→ **The task**
Please write out, exactly, every line of the listing from its first line through the one that includes "Write each point like <point>201,321</point>.".

→ **Data supplied**
========

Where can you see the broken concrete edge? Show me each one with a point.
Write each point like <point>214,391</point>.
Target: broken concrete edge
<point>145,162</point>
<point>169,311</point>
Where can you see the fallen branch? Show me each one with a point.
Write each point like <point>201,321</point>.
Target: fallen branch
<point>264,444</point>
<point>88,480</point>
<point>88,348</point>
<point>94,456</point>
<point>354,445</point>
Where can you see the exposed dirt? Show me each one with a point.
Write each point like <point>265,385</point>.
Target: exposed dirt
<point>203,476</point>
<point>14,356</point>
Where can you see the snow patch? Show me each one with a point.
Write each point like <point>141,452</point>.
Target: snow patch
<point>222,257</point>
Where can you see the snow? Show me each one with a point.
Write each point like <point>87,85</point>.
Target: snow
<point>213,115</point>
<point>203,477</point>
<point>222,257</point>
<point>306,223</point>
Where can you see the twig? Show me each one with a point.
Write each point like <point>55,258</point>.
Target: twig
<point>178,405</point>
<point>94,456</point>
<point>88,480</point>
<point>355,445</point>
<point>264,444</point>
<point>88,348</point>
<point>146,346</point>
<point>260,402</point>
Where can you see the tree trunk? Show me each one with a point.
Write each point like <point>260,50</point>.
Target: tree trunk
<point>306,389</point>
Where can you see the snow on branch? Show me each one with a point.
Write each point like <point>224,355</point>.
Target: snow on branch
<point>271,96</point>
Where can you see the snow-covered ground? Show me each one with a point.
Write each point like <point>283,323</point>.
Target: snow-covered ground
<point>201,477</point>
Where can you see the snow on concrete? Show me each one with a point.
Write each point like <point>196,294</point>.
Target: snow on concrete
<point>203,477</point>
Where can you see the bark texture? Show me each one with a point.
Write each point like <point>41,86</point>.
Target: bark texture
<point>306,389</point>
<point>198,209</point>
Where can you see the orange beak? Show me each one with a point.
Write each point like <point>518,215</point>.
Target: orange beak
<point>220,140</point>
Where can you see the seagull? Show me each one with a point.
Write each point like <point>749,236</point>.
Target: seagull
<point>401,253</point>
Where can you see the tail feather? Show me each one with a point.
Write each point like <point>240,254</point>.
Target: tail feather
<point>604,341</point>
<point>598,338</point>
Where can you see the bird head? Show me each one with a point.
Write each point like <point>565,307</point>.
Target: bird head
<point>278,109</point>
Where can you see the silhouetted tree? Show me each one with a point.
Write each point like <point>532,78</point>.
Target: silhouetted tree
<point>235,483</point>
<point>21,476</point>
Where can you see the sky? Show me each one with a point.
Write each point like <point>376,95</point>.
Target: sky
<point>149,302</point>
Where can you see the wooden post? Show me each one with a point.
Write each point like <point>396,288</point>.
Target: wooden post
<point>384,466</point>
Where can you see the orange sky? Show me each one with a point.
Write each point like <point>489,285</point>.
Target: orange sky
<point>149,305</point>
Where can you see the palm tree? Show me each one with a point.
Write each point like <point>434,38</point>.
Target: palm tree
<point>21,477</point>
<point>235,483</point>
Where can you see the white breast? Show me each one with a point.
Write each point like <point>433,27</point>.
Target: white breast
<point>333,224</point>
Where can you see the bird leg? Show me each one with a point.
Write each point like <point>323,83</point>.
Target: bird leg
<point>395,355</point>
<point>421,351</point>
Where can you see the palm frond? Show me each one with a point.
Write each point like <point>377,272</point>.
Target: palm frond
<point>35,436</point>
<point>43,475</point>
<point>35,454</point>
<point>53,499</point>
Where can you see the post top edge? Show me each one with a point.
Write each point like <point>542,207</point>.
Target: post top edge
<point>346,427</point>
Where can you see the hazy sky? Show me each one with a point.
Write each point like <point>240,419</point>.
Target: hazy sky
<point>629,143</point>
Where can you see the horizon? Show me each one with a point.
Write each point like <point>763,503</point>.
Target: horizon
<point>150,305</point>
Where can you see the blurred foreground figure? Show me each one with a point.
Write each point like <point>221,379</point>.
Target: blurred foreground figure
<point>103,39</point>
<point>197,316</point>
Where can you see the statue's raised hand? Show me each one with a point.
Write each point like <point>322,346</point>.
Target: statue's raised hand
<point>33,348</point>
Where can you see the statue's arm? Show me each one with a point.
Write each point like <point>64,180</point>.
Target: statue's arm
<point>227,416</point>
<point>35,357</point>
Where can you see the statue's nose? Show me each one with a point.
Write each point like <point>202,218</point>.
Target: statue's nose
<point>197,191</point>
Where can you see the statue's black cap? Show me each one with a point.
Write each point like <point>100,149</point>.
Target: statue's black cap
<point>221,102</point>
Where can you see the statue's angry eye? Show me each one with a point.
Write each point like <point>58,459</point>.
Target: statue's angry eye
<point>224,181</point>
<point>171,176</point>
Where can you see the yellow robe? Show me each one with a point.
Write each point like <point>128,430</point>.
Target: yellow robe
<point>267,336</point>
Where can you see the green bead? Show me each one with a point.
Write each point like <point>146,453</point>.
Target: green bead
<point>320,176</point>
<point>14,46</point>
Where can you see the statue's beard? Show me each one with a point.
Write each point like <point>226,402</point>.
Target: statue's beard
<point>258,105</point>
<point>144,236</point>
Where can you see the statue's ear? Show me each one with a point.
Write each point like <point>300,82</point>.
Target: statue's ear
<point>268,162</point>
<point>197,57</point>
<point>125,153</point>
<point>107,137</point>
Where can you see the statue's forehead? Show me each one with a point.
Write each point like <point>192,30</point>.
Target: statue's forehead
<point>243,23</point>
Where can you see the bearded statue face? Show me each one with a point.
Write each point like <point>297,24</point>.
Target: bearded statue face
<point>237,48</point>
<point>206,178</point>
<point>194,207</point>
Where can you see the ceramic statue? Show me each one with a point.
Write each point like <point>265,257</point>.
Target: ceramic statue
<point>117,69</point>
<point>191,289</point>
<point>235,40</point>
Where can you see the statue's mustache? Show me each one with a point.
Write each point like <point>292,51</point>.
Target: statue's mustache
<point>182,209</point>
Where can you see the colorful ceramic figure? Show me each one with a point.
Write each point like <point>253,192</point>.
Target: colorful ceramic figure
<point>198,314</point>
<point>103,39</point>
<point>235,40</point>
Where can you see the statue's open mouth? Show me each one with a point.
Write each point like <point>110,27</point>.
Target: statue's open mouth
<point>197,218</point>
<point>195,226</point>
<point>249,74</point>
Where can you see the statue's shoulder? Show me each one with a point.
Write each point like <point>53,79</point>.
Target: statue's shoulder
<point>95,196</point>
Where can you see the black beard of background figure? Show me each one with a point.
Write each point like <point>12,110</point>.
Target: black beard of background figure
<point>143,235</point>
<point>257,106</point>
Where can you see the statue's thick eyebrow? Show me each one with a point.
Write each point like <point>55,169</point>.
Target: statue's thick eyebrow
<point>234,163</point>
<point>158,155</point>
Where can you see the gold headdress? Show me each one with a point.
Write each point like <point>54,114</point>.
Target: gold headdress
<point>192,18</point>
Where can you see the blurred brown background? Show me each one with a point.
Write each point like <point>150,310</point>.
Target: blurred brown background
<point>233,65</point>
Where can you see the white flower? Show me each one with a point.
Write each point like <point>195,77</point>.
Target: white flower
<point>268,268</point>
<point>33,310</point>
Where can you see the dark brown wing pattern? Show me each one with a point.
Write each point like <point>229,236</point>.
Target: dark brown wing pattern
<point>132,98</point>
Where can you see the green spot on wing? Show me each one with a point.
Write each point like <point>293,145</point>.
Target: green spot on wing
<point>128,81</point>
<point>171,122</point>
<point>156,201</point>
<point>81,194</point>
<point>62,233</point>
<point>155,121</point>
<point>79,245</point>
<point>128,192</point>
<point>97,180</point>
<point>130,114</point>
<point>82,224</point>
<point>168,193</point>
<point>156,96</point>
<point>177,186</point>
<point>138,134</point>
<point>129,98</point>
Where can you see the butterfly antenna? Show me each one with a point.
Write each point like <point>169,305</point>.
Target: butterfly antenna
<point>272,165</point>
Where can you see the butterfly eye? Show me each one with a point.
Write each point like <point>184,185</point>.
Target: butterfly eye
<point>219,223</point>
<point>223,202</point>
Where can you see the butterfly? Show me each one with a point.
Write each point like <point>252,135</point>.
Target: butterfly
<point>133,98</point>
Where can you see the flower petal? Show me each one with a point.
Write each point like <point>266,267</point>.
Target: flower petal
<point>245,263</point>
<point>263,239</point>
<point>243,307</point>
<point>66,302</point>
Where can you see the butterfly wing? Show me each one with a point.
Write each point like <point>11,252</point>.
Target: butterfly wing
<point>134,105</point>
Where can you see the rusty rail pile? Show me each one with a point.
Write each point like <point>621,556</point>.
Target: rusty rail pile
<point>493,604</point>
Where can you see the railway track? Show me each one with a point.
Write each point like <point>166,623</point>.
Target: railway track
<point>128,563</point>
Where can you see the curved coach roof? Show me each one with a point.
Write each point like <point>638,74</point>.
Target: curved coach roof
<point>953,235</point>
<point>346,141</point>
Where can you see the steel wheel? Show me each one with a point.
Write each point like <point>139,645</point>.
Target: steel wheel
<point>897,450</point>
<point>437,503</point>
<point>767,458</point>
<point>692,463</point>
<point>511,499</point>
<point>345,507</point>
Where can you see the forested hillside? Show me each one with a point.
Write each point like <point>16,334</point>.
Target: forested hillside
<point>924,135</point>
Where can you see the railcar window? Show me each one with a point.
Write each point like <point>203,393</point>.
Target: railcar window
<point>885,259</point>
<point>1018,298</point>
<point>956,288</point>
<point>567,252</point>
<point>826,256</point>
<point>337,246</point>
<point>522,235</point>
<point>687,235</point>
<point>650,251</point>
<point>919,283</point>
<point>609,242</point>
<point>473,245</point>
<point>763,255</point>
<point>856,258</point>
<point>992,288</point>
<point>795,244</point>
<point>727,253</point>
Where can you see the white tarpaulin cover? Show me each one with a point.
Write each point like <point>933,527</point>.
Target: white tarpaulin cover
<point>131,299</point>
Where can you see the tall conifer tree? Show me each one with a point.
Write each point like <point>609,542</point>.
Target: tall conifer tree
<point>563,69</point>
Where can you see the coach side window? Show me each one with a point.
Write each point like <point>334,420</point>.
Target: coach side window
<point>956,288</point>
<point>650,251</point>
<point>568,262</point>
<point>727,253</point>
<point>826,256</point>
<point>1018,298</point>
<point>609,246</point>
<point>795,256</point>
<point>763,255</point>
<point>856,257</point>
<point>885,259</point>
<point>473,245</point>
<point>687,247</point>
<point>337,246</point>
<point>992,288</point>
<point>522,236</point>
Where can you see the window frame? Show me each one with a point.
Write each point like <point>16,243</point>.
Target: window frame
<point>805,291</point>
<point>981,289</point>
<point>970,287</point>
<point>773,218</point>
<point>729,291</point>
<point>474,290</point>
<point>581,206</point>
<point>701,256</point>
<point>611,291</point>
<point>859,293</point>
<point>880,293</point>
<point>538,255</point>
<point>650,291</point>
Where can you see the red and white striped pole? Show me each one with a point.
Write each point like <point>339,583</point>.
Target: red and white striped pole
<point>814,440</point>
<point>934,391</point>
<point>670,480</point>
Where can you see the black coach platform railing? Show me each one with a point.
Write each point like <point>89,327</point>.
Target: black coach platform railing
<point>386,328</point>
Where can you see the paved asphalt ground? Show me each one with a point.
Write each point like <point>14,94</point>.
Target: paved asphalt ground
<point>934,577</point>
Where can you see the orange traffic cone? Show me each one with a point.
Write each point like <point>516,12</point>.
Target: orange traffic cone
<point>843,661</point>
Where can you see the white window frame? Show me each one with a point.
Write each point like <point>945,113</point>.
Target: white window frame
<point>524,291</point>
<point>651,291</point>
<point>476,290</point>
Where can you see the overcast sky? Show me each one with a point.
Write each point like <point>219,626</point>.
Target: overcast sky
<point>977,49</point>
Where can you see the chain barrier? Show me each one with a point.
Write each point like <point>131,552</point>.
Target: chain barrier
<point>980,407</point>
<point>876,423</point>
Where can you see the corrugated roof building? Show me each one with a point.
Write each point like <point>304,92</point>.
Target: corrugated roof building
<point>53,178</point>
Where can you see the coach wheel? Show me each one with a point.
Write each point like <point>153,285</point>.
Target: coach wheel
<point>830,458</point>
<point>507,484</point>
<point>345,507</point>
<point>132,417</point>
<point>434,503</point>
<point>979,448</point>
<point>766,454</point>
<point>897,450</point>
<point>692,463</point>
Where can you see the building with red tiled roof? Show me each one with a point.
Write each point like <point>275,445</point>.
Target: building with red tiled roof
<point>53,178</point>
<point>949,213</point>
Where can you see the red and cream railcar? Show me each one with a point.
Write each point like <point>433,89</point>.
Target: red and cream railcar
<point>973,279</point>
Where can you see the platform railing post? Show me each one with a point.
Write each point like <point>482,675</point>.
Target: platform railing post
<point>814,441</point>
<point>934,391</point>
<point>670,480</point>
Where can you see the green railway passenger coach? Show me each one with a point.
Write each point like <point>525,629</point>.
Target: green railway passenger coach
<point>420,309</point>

========

→ **Written solution**
Where can you see the broken concrete edge? Show me each one with a point.
Write each point like <point>214,391</point>.
Target: broken concrete edge
<point>145,162</point>
<point>169,311</point>
Where can you see the fallen branch? Show me each one with a point.
Write each point like <point>201,321</point>.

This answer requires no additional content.